Your goal
Set the data down again, exactly as it appears below.
Segment Open
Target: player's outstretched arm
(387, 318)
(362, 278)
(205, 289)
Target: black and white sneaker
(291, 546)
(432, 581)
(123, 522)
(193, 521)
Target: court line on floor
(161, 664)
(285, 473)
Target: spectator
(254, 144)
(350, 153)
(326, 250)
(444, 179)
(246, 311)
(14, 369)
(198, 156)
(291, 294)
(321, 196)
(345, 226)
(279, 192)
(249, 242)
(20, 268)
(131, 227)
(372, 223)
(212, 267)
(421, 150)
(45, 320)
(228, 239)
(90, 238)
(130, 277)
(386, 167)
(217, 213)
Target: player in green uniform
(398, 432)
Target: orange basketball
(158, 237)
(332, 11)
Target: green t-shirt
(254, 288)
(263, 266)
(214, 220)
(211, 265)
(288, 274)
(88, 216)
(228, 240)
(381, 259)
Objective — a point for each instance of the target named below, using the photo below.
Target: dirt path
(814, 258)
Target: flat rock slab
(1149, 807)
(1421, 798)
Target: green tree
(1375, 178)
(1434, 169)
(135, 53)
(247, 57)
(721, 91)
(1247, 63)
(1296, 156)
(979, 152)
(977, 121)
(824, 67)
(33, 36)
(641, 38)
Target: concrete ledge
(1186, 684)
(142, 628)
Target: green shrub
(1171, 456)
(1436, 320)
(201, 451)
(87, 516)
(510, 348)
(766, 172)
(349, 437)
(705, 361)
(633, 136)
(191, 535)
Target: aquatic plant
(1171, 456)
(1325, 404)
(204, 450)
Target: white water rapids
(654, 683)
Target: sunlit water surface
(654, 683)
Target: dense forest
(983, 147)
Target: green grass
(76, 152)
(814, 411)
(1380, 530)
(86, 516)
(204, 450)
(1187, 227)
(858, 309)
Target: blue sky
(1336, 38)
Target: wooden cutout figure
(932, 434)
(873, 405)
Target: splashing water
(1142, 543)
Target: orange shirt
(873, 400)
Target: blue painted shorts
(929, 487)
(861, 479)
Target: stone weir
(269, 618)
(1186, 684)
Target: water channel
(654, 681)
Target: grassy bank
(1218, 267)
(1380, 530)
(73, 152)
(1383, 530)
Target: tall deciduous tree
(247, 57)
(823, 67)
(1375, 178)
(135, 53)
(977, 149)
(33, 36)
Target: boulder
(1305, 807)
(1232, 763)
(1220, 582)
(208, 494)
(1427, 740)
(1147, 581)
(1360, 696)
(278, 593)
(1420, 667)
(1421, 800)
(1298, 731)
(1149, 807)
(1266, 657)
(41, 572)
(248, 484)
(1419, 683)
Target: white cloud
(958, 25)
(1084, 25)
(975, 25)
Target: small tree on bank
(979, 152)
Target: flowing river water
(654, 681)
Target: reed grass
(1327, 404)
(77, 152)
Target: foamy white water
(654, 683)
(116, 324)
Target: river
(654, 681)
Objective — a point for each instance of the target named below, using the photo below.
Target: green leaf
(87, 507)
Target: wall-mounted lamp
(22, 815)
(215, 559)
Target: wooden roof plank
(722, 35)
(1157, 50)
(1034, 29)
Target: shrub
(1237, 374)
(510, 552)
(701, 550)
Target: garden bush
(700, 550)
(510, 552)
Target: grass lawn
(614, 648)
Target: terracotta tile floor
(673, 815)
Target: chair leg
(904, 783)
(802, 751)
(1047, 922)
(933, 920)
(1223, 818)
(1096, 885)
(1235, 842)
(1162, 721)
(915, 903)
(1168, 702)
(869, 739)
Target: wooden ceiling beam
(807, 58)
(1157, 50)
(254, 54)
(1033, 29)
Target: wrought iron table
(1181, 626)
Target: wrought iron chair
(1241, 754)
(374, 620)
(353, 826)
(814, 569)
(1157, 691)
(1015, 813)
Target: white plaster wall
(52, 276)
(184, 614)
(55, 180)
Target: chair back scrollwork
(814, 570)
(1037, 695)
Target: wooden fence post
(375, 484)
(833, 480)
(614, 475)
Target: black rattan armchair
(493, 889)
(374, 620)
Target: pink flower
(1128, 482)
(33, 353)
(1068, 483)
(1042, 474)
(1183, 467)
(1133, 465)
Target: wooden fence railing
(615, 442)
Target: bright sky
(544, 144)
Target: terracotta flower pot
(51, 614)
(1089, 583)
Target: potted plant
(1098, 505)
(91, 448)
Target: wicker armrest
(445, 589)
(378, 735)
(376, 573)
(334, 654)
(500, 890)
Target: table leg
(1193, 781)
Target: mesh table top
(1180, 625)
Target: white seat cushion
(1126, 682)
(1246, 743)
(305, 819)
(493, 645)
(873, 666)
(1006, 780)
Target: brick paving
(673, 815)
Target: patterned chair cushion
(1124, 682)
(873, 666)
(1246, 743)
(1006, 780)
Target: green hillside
Segment Closed
Worked solution
Target: player's outstretched arm
(387, 318)
(362, 278)
(205, 289)
Target: black and white sneaker
(291, 546)
(432, 581)
(123, 522)
(193, 521)
Target: court line on floor
(161, 664)
(285, 473)
Target: spectator
(254, 144)
(350, 153)
(326, 250)
(444, 179)
(246, 311)
(14, 369)
(198, 156)
(291, 294)
(321, 196)
(345, 226)
(279, 192)
(249, 242)
(20, 268)
(131, 227)
(372, 223)
(212, 267)
(421, 150)
(45, 320)
(228, 239)
(90, 238)
(130, 277)
(386, 167)
(217, 213)
Target: player in green uniform
(398, 432)
Target: orange basketball
(158, 237)
(332, 11)
Target: green t-shirt
(254, 288)
(263, 266)
(214, 220)
(211, 265)
(288, 274)
(88, 216)
(228, 240)
(381, 259)
Objective — a point for each instance of the target named below, using the photo below.
Target: dirt path
(814, 258)
Target: flat rock slab
(1149, 807)
(1421, 798)
Target: green tree
(1375, 178)
(1434, 169)
(135, 53)
(247, 57)
(721, 91)
(1247, 63)
(1296, 156)
(979, 152)
(977, 121)
(824, 67)
(33, 36)
(641, 38)
Target: concrete ledge
(1186, 684)
(142, 628)
Target: green shrub
(1171, 456)
(1436, 320)
(201, 451)
(87, 516)
(510, 348)
(766, 172)
(349, 437)
(705, 361)
(633, 136)
(191, 535)
Target: aquatic plant
(1171, 456)
(1325, 404)
(204, 450)
Target: white water rapids
(654, 683)
Target: sunlit water surface
(654, 683)
Target: dense forest
(983, 147)
Target: green grass
(76, 152)
(814, 411)
(1380, 530)
(86, 516)
(204, 450)
(1187, 227)
(858, 309)
Target: blue sky
(1336, 38)
Target: wooden cutout figure
(932, 434)
(873, 405)
Target: splashing water
(1142, 543)
Target: orange shirt
(873, 400)
Target: blue painted shorts
(929, 487)
(861, 479)
Target: stone weir
(269, 618)
(1186, 684)
Target: water channel
(654, 681)
Target: grassy bank
(1218, 267)
(1380, 530)
(73, 152)
(1383, 530)
Target: tall deciduous tree
(247, 57)
(823, 67)
(1375, 178)
(135, 53)
(977, 149)
(33, 36)
Target: boulder
(1305, 807)
(1232, 763)
(1220, 582)
(208, 494)
(1427, 740)
(1147, 581)
(1360, 696)
(278, 593)
(1420, 667)
(1421, 800)
(1298, 731)
(1149, 807)
(1266, 657)
(41, 572)
(248, 484)
(1419, 683)
Target: white cloud
(958, 25)
(1084, 25)
(975, 25)
Target: small tree on bank
(979, 152)
Target: flowing river water
(654, 681)
Target: reed grass
(1327, 404)
(77, 152)
Target: foamy white water
(654, 683)
(116, 324)
Target: river
(654, 681)
Objective — a point for each instance of the target named below, using the photo below.
Target: green leaf
(87, 507)
Target: wall-mounted lamp
(22, 815)
(215, 559)
Target: wooden roof plank
(722, 35)
(1157, 50)
(1034, 29)
Target: shrub
(1237, 374)
(510, 552)
(701, 550)
Target: garden bush
(700, 550)
(510, 552)
Target: grass lawn
(614, 648)
Target: terracotta tile floor
(673, 815)
Target: chair leg
(904, 783)
(802, 751)
(1047, 922)
(933, 920)
(1223, 818)
(1096, 885)
(1235, 842)
(1162, 721)
(915, 903)
(1168, 702)
(869, 739)
Target: wooden ceiling beam
(807, 58)
(1157, 50)
(254, 54)
(1033, 29)
Target: wrought iron table
(1181, 626)
Target: wrought iron chair
(1241, 754)
(374, 620)
(353, 826)
(814, 569)
(1157, 691)
(1015, 813)
Target: white plaster wall
(52, 276)
(184, 614)
(55, 180)
Target: chair back scrollwork
(814, 570)
(1037, 695)
Target: wooden fence post
(375, 484)
(833, 480)
(614, 475)
Target: black rattan armchair
(493, 889)
(374, 620)
Target: pink flower
(1128, 482)
(33, 353)
(1068, 483)
(1042, 474)
(1183, 467)
(1133, 465)
Target: wooden fence railing
(615, 442)
Target: bright sky
(544, 144)
Target: terracotta flower pot
(51, 614)
(1089, 583)
Target: potted plant
(1098, 505)
(91, 448)
Target: wicker armrest
(445, 589)
(378, 735)
(376, 573)
(334, 654)
(500, 890)
Target: table leg
(1193, 781)
Target: mesh table top
(1180, 625)
Target: white seat cushion
(1126, 682)
(1246, 743)
(305, 819)
(493, 645)
(873, 666)
(1006, 780)
Target: brick paving
(673, 815)
Target: patterned chair cushion
(1124, 682)
(873, 666)
(1246, 743)
(1006, 780)
Target: green hillside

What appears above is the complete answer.